Provided passage →
=== Begin Enclosure ===

Through the Wise Women Collective, we spotlight women whom we admire and who inspire.
Could you tell us how you came to write Black Cake?
I certainly didn’t set out to write a story about cake. I was writing what I thought were different short stories when I realized that a novel was taking shape. The main characters were connected to one another across two generations and most of them were exploring issues of identity and how to make their way in the world, despite the expectations and stereotypes of other people. Then the cake appeared in the novel and I could see where the inspiration had come from. My mother made a legendary black cake--a traditional, Caribbean fruitcake. A few years before I started writing the novel, a younger family member texted me on my cell phone to ask for my mother’s recipe. That episode started me thinking about the power which stories and food-related memories have to shape our identities. Stories have great influence, both when they are told and when they are not told, as we see in the novel.
The mother/daughter friction in this novel is an integral part of the story. What is the genesis of their tension?
The mother, Eleanor, has a vision of how her children should grow up and live. The daughter, Benny, sees her own life differently. Benny’s educational path, her professional decisions, and her love life are not what her parents expected of her. The mother is perplexed and, at times, disappointed in her daughter. The daughter feels betrayed by her mother’s failure to support her without question. Ultimately, they keep their distance because of pride and fear of rejection.
The history of 'black cake' is an important part of your story. Other important aspects are locale and societal expectations of women and how they survive. Can you talk about the themes in your novel?

=== End Enclosure ===

Material shown →
=== Begin Enclosure ===

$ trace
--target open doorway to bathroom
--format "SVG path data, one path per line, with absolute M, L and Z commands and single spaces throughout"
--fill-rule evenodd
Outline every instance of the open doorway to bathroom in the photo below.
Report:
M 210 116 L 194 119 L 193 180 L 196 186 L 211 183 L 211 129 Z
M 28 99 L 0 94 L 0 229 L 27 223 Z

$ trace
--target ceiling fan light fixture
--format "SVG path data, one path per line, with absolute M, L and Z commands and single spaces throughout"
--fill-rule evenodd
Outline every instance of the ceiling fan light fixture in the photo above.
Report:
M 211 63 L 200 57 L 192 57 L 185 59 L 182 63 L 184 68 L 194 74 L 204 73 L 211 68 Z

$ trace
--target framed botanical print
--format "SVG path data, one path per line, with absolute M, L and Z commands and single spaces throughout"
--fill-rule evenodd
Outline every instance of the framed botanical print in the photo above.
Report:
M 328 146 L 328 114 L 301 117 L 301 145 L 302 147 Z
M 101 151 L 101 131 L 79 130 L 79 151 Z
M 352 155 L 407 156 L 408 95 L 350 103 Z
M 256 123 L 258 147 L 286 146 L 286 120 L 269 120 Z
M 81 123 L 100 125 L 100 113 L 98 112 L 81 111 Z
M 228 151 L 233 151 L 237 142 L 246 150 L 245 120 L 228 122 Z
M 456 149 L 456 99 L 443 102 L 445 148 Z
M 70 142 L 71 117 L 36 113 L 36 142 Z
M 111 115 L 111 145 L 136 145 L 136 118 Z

=== End Enclosure ===

Work to complete →
A) Could you repeat word for word the part of the Black Cake interview starting with "The mother/daughter friction" and going on through "in your novel?"?
B) Can you pick up the interview about the novel Black Cake from its last line and carry it forward?

Solved tasks →
A)
The mother/daughter friction in this novel is an integral part of the story. What is the genesis of their tension?
The mother, Eleanor, has a vision of how her children should grow up and live. The daughter, Benny, sees her own life differently. Benny’s educational path, her professional decisions, and her love life are not what her parents expected of her. The mother is perplexed and, at times, disappointed in her daughter. The daughter feels betrayed by her mother’s failure to support her without question. Ultimately, they keep their distance because of pride and fear of rejection.
The history of 'black cake' is an important part of your story. Other important aspects are locale and societal expectations of women and how they survive. Can you talk about the themes in your novel?

B)
Black cake is a very popular Caribbean tradition but also, a descendant of the English plum pudding. The story of the cake involves elements of history that we don’t always hear about when we talk about beloved foods—colonialism and forced labor, for instance. The weight of untold stories is an important theme in the novel black cake, and plays itself out in the story of Byron and Benny, the brother and sister who learn about their mother’s hidden past. Another key aspect of the novel is a challenge faced by some of the women, but also other characters, as they struggle to reconcile their aspirations and self-identities with the expectations of others. Characters face these challenges whether they are living in the Caribbean or the UK in the 1960s and 1970s or in the current-day United States. The book also looks at the influence which place has on characters’ identities. The names of the locations do not matter so much as the characters’ experiences of living in certain social and physical environments and what their lives say about the human condition overall.
Mother figures matter as do female friendships. We see this throughout Eleanor Bennett's life. What is your message about female strength?
The women in the novel who are strongest are the ones who manage to hold onto an innate sense of who they are at the core, no matter what happens to them in the external world. In each case, however, they come to learn that how they live their lives and the relationships they form do help to shape their identities, going forward.
Congrats on your debut novel being an instant bestseller! What has the experience been like?
I am still that little girl who loved to read books and wanted to invent stories of her own someday, so it’s lovely to be able to share something I’ve written with other readers.